◆ Co zrobić:
Przepisz cały materiał poniżej linijka po linijce, bez żadnych zmian. Zdjęcia pomiń.

• • • • •

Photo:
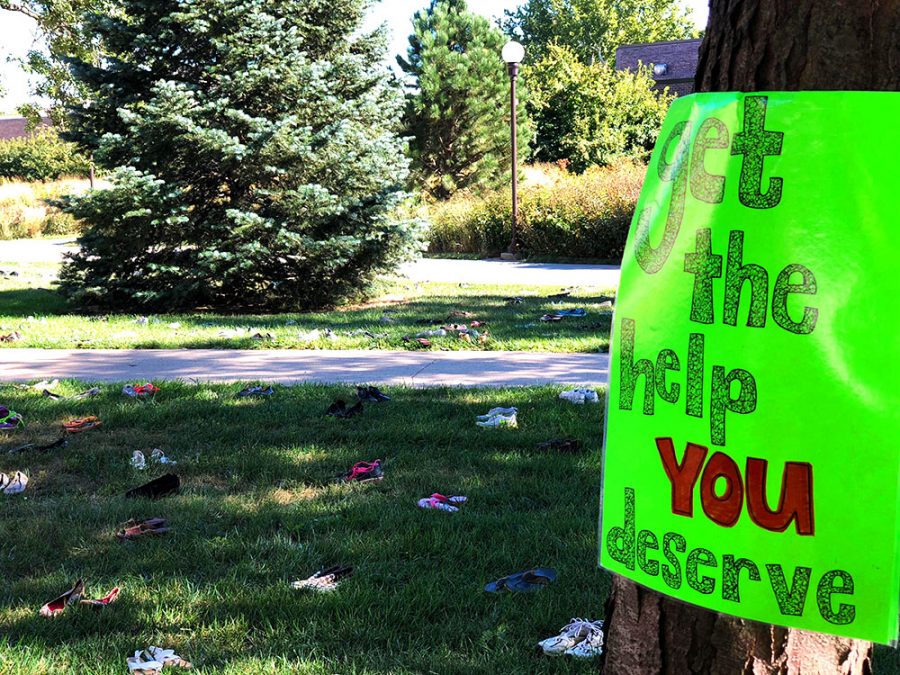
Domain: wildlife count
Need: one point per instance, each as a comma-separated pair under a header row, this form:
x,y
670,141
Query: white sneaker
x,y
575,396
571,634
591,646
493,412
498,421
17,484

• • • • •

◆ Gotowe rozwiązanie:
Photo:
Domain: wildlife count
Need: one point per instance, each as a comma-separated pair under a header row, this form:
x,y
670,141
Query: white sneaker
x,y
575,396
571,634
591,646
493,412
498,421
17,484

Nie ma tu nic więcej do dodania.